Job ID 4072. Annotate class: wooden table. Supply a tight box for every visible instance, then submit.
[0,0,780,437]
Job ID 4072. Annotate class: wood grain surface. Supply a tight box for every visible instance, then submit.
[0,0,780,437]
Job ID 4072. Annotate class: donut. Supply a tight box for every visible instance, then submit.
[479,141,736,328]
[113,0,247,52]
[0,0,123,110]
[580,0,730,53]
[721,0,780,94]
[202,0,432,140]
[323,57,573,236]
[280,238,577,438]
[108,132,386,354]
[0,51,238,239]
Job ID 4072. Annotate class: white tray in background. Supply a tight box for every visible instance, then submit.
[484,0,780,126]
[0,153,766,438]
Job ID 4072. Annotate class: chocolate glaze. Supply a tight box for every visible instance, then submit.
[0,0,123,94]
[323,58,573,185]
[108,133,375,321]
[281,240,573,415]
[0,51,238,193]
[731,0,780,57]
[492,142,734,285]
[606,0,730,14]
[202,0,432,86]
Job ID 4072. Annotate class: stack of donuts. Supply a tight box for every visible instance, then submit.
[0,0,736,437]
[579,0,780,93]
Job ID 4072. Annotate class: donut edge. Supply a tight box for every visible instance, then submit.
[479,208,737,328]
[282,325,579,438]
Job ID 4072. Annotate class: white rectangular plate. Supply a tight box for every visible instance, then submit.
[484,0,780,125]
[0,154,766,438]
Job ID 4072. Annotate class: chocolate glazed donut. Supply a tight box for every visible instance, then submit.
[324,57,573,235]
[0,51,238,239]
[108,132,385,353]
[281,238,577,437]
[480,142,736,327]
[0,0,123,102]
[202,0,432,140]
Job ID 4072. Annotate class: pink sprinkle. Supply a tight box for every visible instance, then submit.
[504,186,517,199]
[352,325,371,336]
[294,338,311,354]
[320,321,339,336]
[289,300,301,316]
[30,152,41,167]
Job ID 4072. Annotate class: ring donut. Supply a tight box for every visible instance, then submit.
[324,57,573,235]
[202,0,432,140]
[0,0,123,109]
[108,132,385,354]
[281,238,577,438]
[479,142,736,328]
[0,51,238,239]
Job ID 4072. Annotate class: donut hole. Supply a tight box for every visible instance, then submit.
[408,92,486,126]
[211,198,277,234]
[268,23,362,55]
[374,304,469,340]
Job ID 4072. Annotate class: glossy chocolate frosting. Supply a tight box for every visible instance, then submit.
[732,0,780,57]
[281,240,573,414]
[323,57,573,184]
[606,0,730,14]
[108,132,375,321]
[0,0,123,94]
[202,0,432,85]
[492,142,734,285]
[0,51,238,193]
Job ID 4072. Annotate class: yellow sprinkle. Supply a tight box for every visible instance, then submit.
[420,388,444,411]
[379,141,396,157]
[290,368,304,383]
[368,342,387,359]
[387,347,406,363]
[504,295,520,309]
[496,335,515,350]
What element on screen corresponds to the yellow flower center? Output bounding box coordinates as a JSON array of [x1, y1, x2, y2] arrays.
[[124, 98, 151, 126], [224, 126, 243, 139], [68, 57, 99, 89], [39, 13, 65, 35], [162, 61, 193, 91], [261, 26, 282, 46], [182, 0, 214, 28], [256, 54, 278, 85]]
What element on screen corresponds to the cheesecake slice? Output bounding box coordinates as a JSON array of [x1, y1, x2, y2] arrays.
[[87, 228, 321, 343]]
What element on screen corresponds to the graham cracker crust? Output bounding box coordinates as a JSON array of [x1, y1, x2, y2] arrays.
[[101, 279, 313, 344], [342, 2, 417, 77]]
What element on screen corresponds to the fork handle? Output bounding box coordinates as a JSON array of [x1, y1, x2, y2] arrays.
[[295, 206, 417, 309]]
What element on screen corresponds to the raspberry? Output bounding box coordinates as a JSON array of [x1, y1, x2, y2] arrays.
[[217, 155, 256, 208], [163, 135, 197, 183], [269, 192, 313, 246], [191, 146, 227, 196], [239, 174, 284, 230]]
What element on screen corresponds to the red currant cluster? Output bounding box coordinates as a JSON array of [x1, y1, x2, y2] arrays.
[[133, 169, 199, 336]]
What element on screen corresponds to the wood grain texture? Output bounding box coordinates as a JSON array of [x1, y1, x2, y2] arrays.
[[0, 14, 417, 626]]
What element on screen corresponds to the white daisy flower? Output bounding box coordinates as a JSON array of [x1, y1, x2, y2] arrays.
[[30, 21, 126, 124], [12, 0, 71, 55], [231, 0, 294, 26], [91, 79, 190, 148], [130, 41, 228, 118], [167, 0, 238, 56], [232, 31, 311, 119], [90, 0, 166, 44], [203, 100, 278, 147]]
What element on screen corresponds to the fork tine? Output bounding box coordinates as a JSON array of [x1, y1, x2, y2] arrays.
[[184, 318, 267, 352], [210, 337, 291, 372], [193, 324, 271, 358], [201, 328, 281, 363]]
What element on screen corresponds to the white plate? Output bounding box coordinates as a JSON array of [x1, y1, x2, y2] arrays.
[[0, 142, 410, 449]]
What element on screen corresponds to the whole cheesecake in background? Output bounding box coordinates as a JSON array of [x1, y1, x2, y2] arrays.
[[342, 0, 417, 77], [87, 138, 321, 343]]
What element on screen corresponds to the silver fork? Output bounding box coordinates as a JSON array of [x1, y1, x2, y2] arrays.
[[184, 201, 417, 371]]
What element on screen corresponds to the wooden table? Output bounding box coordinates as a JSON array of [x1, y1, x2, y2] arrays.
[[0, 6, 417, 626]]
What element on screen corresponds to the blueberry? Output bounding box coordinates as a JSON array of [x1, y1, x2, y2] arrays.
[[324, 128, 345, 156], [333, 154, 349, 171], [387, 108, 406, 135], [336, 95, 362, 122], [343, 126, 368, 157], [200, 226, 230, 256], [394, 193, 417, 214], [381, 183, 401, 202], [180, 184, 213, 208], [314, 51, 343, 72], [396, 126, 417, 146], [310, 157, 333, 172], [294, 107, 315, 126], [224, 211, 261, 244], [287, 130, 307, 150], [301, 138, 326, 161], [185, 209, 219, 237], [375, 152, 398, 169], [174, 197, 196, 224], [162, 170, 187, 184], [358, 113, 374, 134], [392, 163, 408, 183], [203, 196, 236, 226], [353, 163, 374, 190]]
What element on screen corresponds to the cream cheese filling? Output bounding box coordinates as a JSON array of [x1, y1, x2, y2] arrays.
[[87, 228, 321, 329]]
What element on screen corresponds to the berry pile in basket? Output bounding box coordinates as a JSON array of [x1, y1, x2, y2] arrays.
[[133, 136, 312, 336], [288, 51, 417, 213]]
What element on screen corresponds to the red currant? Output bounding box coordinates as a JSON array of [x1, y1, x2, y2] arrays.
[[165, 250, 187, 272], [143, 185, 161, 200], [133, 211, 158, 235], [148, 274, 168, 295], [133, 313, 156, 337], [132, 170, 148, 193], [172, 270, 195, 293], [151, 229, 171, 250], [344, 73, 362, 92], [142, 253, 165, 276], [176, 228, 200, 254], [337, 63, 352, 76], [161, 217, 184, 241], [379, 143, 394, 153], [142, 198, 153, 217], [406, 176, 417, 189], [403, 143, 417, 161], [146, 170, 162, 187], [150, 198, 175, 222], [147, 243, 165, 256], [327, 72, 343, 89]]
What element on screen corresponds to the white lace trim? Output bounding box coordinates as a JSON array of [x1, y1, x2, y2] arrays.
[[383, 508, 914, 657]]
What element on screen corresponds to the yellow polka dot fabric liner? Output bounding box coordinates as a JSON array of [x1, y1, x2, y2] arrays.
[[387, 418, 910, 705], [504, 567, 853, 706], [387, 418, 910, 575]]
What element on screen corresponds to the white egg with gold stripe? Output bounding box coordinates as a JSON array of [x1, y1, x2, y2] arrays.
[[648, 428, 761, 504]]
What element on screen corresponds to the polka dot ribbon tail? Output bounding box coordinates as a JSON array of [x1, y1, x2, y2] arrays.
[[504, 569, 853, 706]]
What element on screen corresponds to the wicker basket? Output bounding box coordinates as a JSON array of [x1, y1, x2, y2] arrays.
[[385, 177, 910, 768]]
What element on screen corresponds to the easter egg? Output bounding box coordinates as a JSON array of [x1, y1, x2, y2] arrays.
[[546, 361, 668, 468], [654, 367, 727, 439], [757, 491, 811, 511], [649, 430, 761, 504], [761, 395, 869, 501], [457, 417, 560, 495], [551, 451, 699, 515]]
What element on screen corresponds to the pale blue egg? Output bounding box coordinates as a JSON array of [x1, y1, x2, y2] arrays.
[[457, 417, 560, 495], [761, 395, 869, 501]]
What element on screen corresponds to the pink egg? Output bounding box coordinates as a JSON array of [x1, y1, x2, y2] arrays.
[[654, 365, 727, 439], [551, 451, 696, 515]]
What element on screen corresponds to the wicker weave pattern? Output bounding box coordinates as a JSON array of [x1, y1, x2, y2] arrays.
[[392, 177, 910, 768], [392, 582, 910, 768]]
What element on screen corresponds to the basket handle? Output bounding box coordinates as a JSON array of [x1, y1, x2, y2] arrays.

• _The problem_: Convert the material into a JSON list of strings, with one string for each line and blank lines omitted. Start at the line containing "What element on screen corresponds to the berry" and continue through the line containing "[[133, 136, 312, 336], [288, 51, 417, 213]]", including both.

• _Full solution_:
[
  "What element on screen corresponds to the berry pile in basket? Output bounding box coordinates as a JSON array of [x1, y1, x2, y2] arrays.",
  "[[133, 136, 312, 336], [288, 51, 417, 213]]"
]